*TO DO*
Only the text carries over: repeat the records exactly and drop the images.

*DATA FOR REVIEW*

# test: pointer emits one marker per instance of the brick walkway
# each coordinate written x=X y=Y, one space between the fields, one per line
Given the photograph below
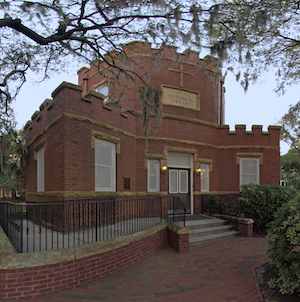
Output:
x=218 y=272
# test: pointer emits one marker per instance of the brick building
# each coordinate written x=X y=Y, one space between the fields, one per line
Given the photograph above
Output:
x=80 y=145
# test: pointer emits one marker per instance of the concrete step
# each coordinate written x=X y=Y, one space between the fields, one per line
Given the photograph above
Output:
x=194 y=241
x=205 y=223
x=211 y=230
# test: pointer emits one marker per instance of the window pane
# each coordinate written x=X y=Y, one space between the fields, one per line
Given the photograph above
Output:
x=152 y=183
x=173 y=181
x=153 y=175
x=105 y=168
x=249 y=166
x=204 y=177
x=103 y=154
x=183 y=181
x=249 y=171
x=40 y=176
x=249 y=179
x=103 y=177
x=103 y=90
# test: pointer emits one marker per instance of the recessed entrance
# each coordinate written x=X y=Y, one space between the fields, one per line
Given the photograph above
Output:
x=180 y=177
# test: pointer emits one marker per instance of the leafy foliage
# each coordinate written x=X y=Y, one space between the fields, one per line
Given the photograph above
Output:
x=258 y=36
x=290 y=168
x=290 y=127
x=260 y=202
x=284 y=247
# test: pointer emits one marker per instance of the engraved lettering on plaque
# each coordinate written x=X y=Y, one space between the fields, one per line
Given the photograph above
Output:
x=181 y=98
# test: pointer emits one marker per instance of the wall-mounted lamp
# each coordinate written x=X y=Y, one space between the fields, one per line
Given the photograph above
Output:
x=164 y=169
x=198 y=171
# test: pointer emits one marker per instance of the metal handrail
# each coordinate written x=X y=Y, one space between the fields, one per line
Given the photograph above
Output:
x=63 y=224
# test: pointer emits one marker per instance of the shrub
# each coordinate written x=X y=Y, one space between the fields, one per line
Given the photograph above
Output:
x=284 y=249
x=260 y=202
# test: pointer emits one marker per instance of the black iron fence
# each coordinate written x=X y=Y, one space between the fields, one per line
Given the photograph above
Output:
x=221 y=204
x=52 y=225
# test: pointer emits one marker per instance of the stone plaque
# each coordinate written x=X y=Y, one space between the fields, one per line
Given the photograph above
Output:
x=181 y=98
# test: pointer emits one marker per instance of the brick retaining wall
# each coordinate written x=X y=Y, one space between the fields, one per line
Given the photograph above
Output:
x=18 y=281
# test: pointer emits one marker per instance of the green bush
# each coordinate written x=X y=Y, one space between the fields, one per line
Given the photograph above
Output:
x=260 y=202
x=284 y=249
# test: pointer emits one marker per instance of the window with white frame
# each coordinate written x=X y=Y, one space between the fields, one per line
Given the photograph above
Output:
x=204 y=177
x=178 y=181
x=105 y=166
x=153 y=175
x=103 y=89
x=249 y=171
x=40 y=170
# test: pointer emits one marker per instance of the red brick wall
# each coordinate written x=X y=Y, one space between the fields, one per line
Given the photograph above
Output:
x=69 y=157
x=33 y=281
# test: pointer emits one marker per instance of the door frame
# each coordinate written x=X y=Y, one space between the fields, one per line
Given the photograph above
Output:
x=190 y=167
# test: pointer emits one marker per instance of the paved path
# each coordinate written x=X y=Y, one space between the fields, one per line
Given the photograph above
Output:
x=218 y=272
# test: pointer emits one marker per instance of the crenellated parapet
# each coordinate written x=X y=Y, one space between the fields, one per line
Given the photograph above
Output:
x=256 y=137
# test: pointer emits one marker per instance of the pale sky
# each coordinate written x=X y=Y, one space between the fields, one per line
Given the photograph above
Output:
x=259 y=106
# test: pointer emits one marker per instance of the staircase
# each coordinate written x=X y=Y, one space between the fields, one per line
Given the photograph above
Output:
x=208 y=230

*ANSWER AREA*
# test: pointer emits one marker per instance of the brick walkway
# each coordinate written x=X y=Y, one space between the fields, one per line
Given the photograph below
Output:
x=218 y=272
# test: pointer emits one marker per instance of the brick building
# each coordinate written x=X y=Y, one space between the fields, one per line
Given the photograph above
Output:
x=80 y=145
# test: pointer emits one marker per instance of the concrete step
# each coordinate written x=X y=Y, one space between the fields, one per line
Given the photograph above
Output:
x=194 y=241
x=205 y=223
x=211 y=230
# test: pointer emits one marker per instance of the window pane
# each coordinate written x=X y=Y, one space between the fields, one per line
Given the photograph above
Output:
x=152 y=183
x=173 y=181
x=153 y=175
x=105 y=168
x=249 y=166
x=204 y=177
x=103 y=154
x=183 y=181
x=249 y=171
x=40 y=176
x=249 y=179
x=103 y=177
x=103 y=90
# test: pointer emits one marker per instance of the recessed entrance
# each coordinate written x=X y=Y, one space between the fields, one per line
Given the photograph above
Output:
x=180 y=177
# test: pointer emits one marker per instance of the leafy foliage
# each coordinate written x=X y=Y, one space between the fields, one per line
Given the photograph above
Output:
x=258 y=36
x=290 y=168
x=290 y=127
x=260 y=202
x=284 y=247
# test: pointer emits one marker per instance of the engraved lettering on plaque
# each coordinate written x=X y=Y, one space between the fields, one per line
Given the photograph above
Output:
x=181 y=98
# test: pointer emits one marker per instance of the wall-mounted lamp
# each coordinate written x=X y=Y, one space between the fields, one per line
Given the photograph above
Output:
x=164 y=169
x=198 y=171
# test: pointer emits one marker per instance of the metal handrail
# each coordinate written x=X y=Y, one space between the fields, one per line
Given the photograph above
Output:
x=63 y=224
# test: pointer emits one marker per instance of the shrub
# each coordinate written x=X y=Y, one space between the fields, one per line
Given the photograph above
Output:
x=284 y=249
x=260 y=202
# test: pointer emits one marker per instance of the black iron fence
# each coordinate written x=X y=Y, one space between the fields, one per line
Given the photograph above
Output:
x=221 y=204
x=52 y=225
# test: pointer emits one marker per instance of the stone plaque
# each coordinate written x=X y=Y, one space between the fields, one per line
Given the photograph above
Output:
x=181 y=98
# test: pointer emits one marker per instance of the brick retaining wall
# each coordinate written x=X y=Y, one space between the fields, one per line
Given the photograph above
Output:
x=18 y=281
# test: pointer emits one marker per instance of the green bush
# each coordinate written x=X y=Y, one space between the fields, one per line
Given the photograph above
Output:
x=260 y=202
x=284 y=249
# test: pointer emits one marker per instance of the window with white frame
# each coordinate written x=X y=Y, one space between the fields, one per line
Given the photograph above
Output:
x=204 y=177
x=178 y=181
x=105 y=166
x=153 y=175
x=103 y=89
x=249 y=171
x=40 y=170
# test: pointer emits one marker per instance of the red brick wall
# each coordinate written x=X y=Y, one space between the fields, one per line
Given the photograph above
Output:
x=69 y=157
x=33 y=281
# test: pointer emits one marker per instance of the door frame
# each coordinate written x=X y=Y, one space between the fields, one per line
Given the photograph above
Output:
x=190 y=167
# test: pointer emits one marker per instance of the paved path
# each coordinate written x=X y=Y, one space between the fields, one per line
Given the photograph above
Output:
x=218 y=272
# test: pointer emits one marker per instance of the crenellated parapet
# each coordinate written x=X y=Y, one space between the fields, one per line
Given the photograph above
Output:
x=256 y=137
# test: pointer emits one marker per instance of the pale sky
# each coordinate written x=X y=Y, one space between the fields, one per line
Given the photograph above
Output:
x=259 y=106
# test: pointer emits one marker per instance of the staircase
# each coordinate written x=X y=Y, one space between the fields, one per line
Given the photograph above
Output:
x=208 y=230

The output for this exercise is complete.